Exercise task:
Please output, word for word, the part of the records that opens with the line containing "row: bird's dark wing" and runs through the end of the records, leaving the pictures out of your answer.
··· Available records
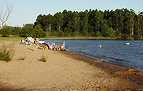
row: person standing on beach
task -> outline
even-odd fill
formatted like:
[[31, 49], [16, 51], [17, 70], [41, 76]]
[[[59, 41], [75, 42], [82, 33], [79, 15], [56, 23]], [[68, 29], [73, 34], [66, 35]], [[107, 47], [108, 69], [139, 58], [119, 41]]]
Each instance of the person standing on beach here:
[[99, 48], [101, 48], [101, 47], [102, 47], [101, 43], [99, 43], [98, 47], [99, 47]]

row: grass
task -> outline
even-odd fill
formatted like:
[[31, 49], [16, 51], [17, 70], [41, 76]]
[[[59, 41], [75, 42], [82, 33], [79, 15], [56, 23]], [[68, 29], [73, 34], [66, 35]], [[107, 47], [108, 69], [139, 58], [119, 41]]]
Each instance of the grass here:
[[0, 60], [9, 62], [12, 60], [14, 54], [13, 48], [7, 48], [6, 46], [2, 46], [0, 48]]
[[44, 55], [42, 55], [42, 57], [39, 59], [39, 61], [46, 62], [47, 58]]

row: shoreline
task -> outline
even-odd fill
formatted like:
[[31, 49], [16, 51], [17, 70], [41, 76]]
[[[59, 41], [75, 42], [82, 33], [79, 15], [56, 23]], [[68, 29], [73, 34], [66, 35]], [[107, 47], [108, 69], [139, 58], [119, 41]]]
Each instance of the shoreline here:
[[[143, 89], [143, 74], [133, 69], [101, 62], [68, 51], [54, 52], [40, 49], [32, 51], [30, 48], [33, 48], [33, 46], [20, 45], [18, 42], [15, 43], [17, 48], [14, 59], [10, 63], [0, 62], [0, 66], [2, 66], [0, 67], [0, 90], [2, 91], [42, 91], [43, 89], [120, 91]], [[25, 55], [26, 59], [24, 61], [16, 61], [21, 55]], [[32, 55], [35, 58], [31, 57]], [[48, 61], [44, 63], [37, 61], [41, 55], [48, 55]], [[7, 70], [8, 72], [6, 72]], [[12, 83], [12, 85], [9, 83]], [[41, 85], [43, 88], [39, 87]]]

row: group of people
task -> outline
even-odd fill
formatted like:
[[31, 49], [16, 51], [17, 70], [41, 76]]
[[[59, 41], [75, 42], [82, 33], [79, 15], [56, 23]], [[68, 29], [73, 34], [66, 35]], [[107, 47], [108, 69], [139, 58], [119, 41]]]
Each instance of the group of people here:
[[48, 43], [42, 43], [41, 46], [43, 49], [49, 49], [49, 50], [54, 50], [54, 51], [66, 51], [65, 47], [65, 40], [63, 40], [63, 43], [61, 45], [56, 45], [55, 43], [50, 44]]
[[[65, 47], [65, 40], [63, 40], [63, 43], [61, 45], [56, 45], [55, 43], [50, 44], [45, 43], [45, 41], [39, 41], [38, 38], [32, 38], [32, 37], [26, 37], [25, 40], [21, 40], [20, 44], [25, 44], [25, 45], [35, 45], [35, 48], [40, 48], [40, 49], [44, 49], [44, 50], [54, 50], [54, 51], [66, 51], [66, 47]], [[36, 50], [35, 49], [35, 50]]]

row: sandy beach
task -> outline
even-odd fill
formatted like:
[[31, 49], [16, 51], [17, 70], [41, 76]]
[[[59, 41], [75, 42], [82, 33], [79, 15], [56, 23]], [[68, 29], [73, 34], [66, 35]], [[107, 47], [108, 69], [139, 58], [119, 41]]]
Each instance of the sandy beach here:
[[[0, 91], [143, 90], [142, 72], [76, 54], [35, 50], [34, 45], [7, 41], [2, 45], [13, 47], [14, 56], [10, 62], [0, 61]], [[39, 61], [42, 55], [46, 62]]]

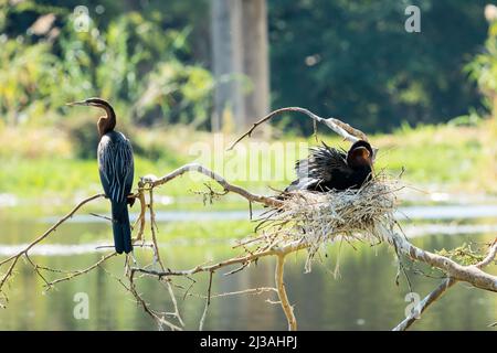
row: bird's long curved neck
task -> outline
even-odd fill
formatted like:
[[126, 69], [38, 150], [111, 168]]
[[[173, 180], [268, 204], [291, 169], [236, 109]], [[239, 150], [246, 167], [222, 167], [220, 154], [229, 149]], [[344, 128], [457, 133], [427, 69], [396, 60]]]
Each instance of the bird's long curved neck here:
[[108, 103], [101, 104], [98, 107], [106, 113], [106, 116], [98, 120], [98, 133], [103, 137], [105, 133], [113, 131], [116, 127], [116, 114]]

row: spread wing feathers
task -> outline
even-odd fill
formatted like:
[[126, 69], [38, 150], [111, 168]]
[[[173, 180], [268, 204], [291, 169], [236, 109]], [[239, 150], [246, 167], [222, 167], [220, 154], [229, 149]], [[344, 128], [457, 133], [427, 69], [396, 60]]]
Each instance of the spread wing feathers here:
[[98, 170], [110, 201], [126, 200], [133, 186], [134, 160], [131, 143], [124, 135], [102, 138], [98, 145]]
[[325, 142], [322, 147], [310, 148], [307, 159], [297, 161], [295, 171], [299, 180], [330, 181], [336, 170], [347, 172], [347, 153], [330, 148]]

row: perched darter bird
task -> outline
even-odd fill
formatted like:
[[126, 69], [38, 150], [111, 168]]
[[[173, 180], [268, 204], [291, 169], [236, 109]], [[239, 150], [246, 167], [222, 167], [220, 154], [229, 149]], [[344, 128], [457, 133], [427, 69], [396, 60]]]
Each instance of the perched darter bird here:
[[[91, 106], [104, 109], [106, 115], [98, 119], [98, 172], [102, 186], [110, 200], [114, 247], [118, 254], [133, 252], [131, 228], [128, 214], [128, 195], [135, 173], [133, 148], [129, 140], [116, 127], [113, 107], [101, 98], [88, 98], [68, 103], [70, 106]], [[131, 202], [129, 202], [131, 203]], [[131, 203], [133, 204], [133, 203]]]
[[322, 146], [310, 149], [307, 159], [297, 161], [295, 171], [298, 179], [285, 192], [359, 189], [372, 178], [372, 164], [373, 150], [367, 141], [355, 142], [348, 152], [322, 142]]

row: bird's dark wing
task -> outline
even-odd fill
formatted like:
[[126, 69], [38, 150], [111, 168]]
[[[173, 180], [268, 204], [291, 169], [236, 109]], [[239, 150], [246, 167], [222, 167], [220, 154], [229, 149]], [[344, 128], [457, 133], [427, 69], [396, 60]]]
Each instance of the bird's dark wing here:
[[348, 172], [347, 154], [335, 148], [328, 147], [325, 142], [322, 146], [310, 149], [307, 159], [299, 160], [295, 165], [298, 179], [316, 180], [326, 182], [332, 179], [334, 172]]
[[110, 201], [123, 202], [133, 188], [133, 148], [120, 132], [109, 132], [98, 145], [98, 171], [102, 185]]

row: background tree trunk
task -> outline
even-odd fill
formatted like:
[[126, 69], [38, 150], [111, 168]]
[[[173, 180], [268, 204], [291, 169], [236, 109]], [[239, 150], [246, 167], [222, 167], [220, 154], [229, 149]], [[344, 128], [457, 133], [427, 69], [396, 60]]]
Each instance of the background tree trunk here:
[[216, 79], [212, 130], [219, 131], [230, 113], [241, 131], [269, 111], [266, 2], [213, 0], [211, 7]]

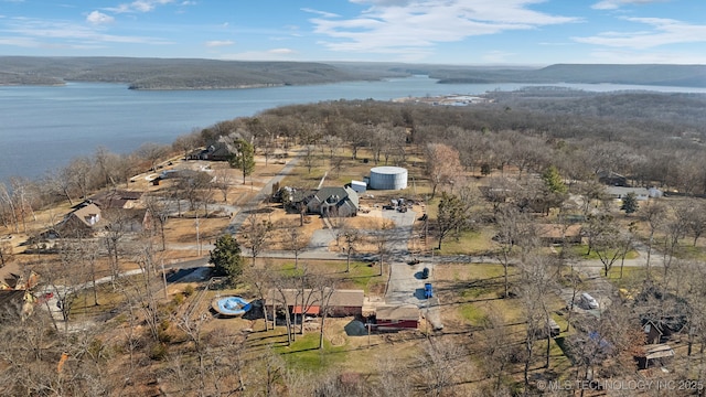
······
Output for this task:
row: bird's dark wing
task -> outline
even-odd fill
formatted like:
[[126, 69], [38, 150], [111, 168]]
[[[173, 180], [268, 204], [291, 169], [236, 109]], [[239, 150], [246, 167], [222, 167], [220, 154], [229, 149]], [[344, 128], [457, 133], [427, 69], [396, 60]]]
Each instance of the bird's dark wing here:
[[348, 172], [347, 154], [335, 148], [328, 147], [325, 142], [322, 146], [310, 149], [307, 159], [299, 160], [295, 165], [298, 179], [316, 180], [326, 182], [332, 179], [334, 172]]
[[110, 201], [123, 202], [133, 188], [133, 148], [120, 132], [109, 132], [98, 145], [98, 171], [102, 185]]

row: background tree trunk
task -> outline
even-odd fill
formatted like:
[[126, 69], [38, 150], [111, 168]]
[[[173, 180], [268, 204], [291, 169], [236, 109]], [[239, 150], [246, 167], [222, 167], [220, 154], [229, 149]], [[344, 128], [457, 133], [427, 69], [396, 60]]]
Each instance of the background tree trunk here:
[[216, 79], [212, 130], [219, 131], [230, 113], [241, 131], [269, 111], [266, 2], [213, 0], [211, 7]]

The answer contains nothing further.